__WORK TO BE COMPLETED__
The lines from the start of the records through the one containing "Query: weed growing from wall" are to be transcribed exactly, and nothing else.

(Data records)
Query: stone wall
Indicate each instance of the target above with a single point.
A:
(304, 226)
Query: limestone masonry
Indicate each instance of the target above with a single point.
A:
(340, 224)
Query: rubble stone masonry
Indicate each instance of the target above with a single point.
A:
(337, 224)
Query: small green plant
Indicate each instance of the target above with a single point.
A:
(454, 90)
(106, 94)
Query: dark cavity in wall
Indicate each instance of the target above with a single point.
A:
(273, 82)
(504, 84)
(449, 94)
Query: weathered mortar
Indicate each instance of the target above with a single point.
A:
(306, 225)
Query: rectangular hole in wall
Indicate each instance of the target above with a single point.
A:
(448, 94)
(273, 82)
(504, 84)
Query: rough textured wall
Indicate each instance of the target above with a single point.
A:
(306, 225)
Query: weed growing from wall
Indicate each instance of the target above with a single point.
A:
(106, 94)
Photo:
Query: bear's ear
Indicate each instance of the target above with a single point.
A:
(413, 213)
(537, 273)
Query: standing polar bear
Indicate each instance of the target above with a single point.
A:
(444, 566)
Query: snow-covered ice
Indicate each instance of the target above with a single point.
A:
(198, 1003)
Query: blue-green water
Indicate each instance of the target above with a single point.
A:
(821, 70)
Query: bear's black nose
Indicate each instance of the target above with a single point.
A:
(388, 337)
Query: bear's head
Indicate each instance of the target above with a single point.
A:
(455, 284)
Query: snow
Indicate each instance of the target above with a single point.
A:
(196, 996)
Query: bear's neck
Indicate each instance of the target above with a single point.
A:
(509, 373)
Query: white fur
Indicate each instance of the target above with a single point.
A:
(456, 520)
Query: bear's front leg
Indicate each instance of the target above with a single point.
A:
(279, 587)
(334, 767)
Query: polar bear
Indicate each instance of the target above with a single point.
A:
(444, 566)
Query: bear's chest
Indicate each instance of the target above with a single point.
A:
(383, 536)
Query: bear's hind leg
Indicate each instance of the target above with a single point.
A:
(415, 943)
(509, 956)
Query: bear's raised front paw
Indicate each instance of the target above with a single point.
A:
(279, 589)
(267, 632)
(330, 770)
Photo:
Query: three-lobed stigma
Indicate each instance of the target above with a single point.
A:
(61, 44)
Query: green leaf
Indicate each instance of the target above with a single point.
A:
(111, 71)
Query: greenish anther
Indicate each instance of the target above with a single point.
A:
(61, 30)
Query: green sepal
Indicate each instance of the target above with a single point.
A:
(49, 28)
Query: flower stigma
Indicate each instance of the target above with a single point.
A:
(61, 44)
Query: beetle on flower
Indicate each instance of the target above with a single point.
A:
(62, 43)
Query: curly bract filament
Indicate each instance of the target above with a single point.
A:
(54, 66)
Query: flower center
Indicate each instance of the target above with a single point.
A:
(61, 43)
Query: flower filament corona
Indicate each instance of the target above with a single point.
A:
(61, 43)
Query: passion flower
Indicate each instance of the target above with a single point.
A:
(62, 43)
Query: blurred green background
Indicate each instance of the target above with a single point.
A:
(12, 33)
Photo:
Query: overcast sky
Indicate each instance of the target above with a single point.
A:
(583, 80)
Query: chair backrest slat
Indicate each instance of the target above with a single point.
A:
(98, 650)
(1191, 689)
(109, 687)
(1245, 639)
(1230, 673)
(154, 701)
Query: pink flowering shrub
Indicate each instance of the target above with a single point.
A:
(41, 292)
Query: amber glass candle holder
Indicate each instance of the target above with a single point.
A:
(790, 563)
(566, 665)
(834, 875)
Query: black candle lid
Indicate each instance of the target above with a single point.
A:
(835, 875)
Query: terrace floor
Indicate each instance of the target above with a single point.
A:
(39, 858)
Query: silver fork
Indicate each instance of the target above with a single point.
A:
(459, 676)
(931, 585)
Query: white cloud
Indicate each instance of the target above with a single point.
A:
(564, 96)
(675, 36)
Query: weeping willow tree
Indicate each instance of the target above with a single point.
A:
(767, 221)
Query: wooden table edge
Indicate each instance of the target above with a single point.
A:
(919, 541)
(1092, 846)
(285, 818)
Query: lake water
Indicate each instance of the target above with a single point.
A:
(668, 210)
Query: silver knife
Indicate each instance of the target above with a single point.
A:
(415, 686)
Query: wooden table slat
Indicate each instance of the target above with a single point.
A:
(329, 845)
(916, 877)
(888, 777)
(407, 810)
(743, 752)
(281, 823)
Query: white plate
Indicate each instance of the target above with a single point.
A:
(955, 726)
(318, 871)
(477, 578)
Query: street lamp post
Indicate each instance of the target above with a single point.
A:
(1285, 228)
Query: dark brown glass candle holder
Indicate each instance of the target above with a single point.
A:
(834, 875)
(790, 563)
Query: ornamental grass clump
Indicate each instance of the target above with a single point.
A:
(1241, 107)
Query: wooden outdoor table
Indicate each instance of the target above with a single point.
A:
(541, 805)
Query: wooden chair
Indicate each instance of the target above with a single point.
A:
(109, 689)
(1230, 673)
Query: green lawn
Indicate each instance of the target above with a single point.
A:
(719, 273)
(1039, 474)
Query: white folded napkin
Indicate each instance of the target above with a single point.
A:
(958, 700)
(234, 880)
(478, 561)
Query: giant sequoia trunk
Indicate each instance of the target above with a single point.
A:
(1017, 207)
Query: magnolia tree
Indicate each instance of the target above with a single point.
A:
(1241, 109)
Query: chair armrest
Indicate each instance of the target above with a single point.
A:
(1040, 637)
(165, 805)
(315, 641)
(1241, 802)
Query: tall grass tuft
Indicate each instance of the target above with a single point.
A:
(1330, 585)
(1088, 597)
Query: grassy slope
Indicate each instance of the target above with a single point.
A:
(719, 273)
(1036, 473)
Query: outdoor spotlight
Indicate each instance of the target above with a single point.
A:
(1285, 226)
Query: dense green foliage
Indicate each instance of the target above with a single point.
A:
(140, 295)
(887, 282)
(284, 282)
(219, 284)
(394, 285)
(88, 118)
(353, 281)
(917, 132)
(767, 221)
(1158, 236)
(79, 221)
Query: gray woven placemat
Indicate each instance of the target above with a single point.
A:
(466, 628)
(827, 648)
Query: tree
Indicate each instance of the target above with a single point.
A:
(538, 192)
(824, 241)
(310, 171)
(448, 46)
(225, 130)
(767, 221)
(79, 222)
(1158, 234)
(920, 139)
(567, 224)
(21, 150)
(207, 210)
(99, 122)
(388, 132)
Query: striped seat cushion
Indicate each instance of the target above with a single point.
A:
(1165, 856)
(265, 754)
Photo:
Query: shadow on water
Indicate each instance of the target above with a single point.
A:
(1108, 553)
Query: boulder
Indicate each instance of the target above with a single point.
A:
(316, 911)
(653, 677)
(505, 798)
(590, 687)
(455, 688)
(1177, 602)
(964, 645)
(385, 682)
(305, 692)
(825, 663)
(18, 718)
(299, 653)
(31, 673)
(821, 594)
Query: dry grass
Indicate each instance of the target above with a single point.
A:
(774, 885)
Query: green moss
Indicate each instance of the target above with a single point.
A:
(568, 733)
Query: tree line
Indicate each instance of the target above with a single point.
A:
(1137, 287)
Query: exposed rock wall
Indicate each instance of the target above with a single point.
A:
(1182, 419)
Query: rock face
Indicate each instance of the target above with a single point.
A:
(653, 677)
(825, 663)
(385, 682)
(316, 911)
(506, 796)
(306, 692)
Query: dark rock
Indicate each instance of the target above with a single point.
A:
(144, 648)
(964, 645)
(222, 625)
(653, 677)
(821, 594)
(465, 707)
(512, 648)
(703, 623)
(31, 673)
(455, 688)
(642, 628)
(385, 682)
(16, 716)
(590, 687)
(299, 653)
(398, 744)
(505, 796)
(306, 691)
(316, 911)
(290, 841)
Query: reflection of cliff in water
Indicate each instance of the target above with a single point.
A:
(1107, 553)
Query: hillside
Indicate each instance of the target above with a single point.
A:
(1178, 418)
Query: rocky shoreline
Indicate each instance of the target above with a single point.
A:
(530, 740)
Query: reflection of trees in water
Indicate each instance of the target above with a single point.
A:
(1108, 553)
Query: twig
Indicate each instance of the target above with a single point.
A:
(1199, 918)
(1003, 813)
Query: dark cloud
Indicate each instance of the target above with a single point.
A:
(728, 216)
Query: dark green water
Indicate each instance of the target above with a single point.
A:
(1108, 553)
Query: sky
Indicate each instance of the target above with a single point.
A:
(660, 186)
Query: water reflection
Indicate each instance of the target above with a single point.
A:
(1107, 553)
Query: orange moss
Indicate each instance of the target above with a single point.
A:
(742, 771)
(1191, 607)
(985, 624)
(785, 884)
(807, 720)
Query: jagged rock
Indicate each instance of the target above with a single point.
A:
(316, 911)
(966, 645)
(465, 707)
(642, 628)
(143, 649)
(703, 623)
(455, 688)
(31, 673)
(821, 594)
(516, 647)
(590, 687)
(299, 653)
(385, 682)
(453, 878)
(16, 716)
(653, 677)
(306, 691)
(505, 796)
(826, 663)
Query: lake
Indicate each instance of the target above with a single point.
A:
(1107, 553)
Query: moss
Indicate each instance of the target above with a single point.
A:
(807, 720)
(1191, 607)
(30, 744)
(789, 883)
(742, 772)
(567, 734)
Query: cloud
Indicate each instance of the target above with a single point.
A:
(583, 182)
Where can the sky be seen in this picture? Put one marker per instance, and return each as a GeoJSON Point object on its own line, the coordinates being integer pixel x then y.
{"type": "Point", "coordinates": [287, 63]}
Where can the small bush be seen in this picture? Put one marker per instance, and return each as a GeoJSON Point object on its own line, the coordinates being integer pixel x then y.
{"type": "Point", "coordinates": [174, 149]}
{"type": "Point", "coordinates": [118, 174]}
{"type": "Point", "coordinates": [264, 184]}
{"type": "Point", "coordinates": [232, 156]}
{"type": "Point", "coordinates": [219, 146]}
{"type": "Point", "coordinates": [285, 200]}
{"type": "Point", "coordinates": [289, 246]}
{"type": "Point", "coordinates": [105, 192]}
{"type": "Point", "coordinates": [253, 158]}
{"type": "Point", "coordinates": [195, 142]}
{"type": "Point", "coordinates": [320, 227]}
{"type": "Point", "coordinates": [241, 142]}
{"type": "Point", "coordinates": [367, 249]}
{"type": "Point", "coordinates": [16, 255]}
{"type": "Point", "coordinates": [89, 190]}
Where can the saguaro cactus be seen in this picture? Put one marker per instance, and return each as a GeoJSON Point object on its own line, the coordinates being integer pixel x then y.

__ANSWER TO THIS EXERCISE__
Query: stone wall
Indicate each instance of the target above with a single point.
A:
(304, 226)
Query: limestone masonry
Indicate each instance of the target above with a single point.
A:
(340, 224)
Query: rubble stone masonry
Indicate each instance of the target above with a single point.
A:
(337, 224)
Query: small green plant
Indicate each instance of the target above with a single point.
A:
(454, 90)
(106, 94)
Query: dark cavity in wall
Indicate each instance of the target above with a single point.
A:
(273, 82)
(504, 84)
(449, 94)
Query: weathered mortar
Indicate each instance of the target above with a single point.
A:
(306, 225)
Query: rectangular hole in wall
Indicate each instance of the target above with a single point.
A:
(448, 94)
(273, 82)
(504, 84)
Query: rough textured wall
Indicate each instance of the target above with a single point.
A:
(306, 225)
Query: weed growing from wall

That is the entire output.